### Selected excerpt:
********************
Policy 360: Exploring the Impacts of Deep-Sea Mining
As the world continues to heat up due to anthropogenic greenhouse gas emissions, the world of deep-sea mining is heating up alongside it. In the transition to a greener economy, rare earth metals that can be mined from the ocean floor will be integral for the manufacturing of technologies like electric vehicle batteries, wind turbines, and solar panels. Over the past year, interest, competition, and opposition toward deep-sea mining have risen significantly across the globe. In March, the UN International Seabed Authority (ISA), the organization tasked with developing regulations and policies around deep-sea mining, hosted its annual summit to discuss these issues. Notable topics included the Greenpeace organization’s protest, which involved environmental activists boarding a research vessel in the Pacific Ocean run by The Metals Company (TMC), and the announcement of oceanographer Leticia Carvalho as a candidate for the position of ISA secretary-general. In the United States, where the failure to ratify the treaty establishing the ISA has prevented the country from actively participating in its deliberations, several former government officials have urged the Senate Committee on Foreign Relations to ratify the ISA treaty to increase future involvement.
The split among ISA members surrounding deep-sea mining underscores the debate over balancing economic development and environmental priorities. This roundtable explores the positions of Norway, India, China, Nauru, and France regarding the advent of deep-sea mining. The decision to support or oppose deep-sea mining—whether for economic, environmental, or geopolitical reasons—offers each country a unique opportunity to establish its reputation in the world’s green future.
Paving the Way: Should Norway Terminate Deep-Sea Exploration?
By Claire Thornhill, CC ’27
In January, Norway’s parliament voted 80-20 to dedicate an extensive area mostly above the Arctic circle for commercial-scale deep-sea mining. Norway is now the first country in the world to make this step toward this new exploratory horizon. The passage of this proposal has engendered overwhelming condemnation worldwide. The unknown environmental impacts of deep-sea mining concern most critics, and Norway’s decision puts the northern European country in the spotlight.
Norwegian government officials believe that extracting minerals from the seabed would help Norway transition away from fossil fuels and urge other countries to follow suit. Norwegian Energy Minister Terje Aasland claims that Norway’s methods of deep-sea exploration only promise positive results. He insists that Norway depends on Russia and China’s dominant supply of rare earth minerals. For Norway, opening the Svalbard region to deep-sea mining will break Russia and China’s grip on this crucial energy sector. India, also an emerging ocean explorer, agrees with Norway’s decision. Hence, Norway is not only gaining power but also support.
However, the Environmental Justice Foundation (EJF) disagrees with the Norwegian government, arguing that Norway’s vote threatens its reputation as an international leader in marine conservation. Along with the United Kingdom and the European Commission, the EJF also disagrees with Norway’s assertion that other forms of mining will decrease if deep-sea mining becomes a regular practice. The international pushback might lead Norway to reconsider their decision.
Norway’s plan to open 280,000 square kilometers of its national waters to deep-sea mining is still a go, despite warnings from several organizations and scientists. Dredging for minerals is not going to begin immediately, however. Norway has required that Parliament approve mining licenses on a case-by-case basis, effectively delaying the deep-sea mining process for now.
********************
### Required actions:
(1) Using the deep-sea mining roundtable, explain in one to three sentences why dredging for minerals in Norway will not begin immediately.
(2) Carry on the deep-sea mining roundtable from the point where it stops.
********************
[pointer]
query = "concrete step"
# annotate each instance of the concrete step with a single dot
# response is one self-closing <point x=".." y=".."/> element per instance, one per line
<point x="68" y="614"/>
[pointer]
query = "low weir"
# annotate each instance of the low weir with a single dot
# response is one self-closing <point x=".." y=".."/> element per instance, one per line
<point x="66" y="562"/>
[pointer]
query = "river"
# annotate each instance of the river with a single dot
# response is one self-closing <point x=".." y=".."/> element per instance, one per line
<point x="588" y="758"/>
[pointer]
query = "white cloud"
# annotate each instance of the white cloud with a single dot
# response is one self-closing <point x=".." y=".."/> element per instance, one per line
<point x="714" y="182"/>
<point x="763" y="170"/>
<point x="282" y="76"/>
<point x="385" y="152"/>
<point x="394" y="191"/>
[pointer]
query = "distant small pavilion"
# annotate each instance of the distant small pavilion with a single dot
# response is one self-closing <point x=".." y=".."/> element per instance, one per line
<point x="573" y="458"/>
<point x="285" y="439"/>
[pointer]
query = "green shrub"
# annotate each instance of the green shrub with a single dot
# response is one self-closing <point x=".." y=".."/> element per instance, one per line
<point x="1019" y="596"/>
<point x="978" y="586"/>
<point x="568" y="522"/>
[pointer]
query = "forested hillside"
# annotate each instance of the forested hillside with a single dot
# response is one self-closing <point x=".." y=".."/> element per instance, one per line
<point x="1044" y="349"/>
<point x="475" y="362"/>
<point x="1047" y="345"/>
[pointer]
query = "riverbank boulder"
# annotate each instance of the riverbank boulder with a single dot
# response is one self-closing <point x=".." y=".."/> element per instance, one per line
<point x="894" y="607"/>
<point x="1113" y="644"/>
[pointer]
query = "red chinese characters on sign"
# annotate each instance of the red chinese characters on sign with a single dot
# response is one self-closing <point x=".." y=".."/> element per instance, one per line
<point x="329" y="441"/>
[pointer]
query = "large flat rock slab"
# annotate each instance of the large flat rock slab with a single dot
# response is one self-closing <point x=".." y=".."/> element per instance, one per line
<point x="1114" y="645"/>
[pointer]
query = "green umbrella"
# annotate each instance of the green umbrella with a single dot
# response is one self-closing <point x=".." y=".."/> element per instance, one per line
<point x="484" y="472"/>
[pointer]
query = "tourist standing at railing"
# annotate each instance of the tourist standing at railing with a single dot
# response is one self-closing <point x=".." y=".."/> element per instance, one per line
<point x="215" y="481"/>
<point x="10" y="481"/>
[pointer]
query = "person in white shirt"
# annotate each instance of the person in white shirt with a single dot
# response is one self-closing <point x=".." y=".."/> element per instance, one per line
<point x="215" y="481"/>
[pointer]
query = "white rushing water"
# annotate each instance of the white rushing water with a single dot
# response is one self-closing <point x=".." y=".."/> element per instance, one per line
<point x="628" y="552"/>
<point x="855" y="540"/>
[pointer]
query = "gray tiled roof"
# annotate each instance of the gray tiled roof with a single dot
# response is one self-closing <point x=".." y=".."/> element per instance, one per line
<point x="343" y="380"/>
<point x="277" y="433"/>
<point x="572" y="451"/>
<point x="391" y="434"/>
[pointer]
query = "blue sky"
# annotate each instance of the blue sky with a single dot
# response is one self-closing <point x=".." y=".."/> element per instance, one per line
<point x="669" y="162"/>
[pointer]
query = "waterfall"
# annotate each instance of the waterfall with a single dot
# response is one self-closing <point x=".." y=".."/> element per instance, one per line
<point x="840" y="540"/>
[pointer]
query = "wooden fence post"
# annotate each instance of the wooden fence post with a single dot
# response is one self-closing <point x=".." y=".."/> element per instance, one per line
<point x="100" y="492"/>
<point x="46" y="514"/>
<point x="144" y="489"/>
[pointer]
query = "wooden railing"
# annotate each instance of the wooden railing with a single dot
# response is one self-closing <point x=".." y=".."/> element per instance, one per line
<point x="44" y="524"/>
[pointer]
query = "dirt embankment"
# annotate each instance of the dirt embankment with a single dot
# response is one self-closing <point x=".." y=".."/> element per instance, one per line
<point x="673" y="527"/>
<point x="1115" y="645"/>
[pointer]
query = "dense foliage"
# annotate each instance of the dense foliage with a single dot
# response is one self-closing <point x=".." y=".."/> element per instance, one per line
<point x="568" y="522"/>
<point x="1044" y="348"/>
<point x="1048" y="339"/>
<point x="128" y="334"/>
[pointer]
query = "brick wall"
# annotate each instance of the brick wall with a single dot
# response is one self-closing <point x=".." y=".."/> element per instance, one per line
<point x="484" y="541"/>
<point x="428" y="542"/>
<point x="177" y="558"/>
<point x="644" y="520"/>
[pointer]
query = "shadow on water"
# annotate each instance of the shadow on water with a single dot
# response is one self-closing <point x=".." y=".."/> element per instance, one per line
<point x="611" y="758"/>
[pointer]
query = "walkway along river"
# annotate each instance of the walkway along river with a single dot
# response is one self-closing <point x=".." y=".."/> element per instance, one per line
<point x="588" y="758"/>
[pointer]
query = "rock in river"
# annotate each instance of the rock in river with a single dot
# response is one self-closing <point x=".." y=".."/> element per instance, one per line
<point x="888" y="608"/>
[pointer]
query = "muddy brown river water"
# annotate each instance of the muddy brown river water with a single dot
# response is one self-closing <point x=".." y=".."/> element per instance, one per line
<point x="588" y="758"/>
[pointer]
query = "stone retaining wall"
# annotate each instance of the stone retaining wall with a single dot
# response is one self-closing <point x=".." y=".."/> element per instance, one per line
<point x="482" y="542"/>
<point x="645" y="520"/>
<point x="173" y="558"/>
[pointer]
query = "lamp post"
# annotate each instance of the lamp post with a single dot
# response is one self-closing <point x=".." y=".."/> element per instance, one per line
********************
### Answer set:
(1) Dredging will not begin immediately because Norway requires Parliament to approve mining licenses on a case-by-case basis. That requirement delays the deep-sea mining process for now.

(2)
The problem that arises in Norway’s promises that there will be no environmental harm is the scientific uncertainty about the effects of deep-sea dredging. Norway’s claims of no oceanic destruction are not backed by solid evidence, leading to the conclusion that deep-sea exploration should not occur until there is sufficient evidence that ecosystems will not be harmed. The nonexistence of this support forces Norway to make the decision to either pause these plans or continue a potentially harmful project that will also damage its relations with close Nordic allies, such as Finland.
Norway is at a crossroads. It will either remain one of the world’s most respected climate leaders or fall off the ladder. Norway’s best option to both save the environment and its reputation is to terminate its deep-sea mining plans. However, Norway is unlikely to back down from challenging China and Russia’s mineral dominance and prioritize evidence-based policy over state power, which presents its high confidence to the rest of the world.
Indian Deep-Sea Mining, or the Importance of a Balanced Strategy
By Meghraj Kaveesh Naggea, GS ’25
Rare earth minerals stand at the nexus of natural resources, technology, and geopolitics. Minerals such as nickel, manganese and cobalt are vital for the manufacture of green technologies like wind turbines, EV batteries, and solar panels, and demand for these minerals is expected to increase three- to seven-fold by 2040, according to the International Energy Agency (IEA). Despite consensus on the vital importance of rare earth minerals for the clean energy transition, a rift over environmental concerns has emerged between nations calling for a moratorium on deep-sea mining and those favorable to the issuance of commercial mining licenses. The result was the recent failure of the International Seabed Authority (ISA) to develop a rules-based framework for commercial exploitation by a July 2023 deadline, which has been pushed back to July 2025.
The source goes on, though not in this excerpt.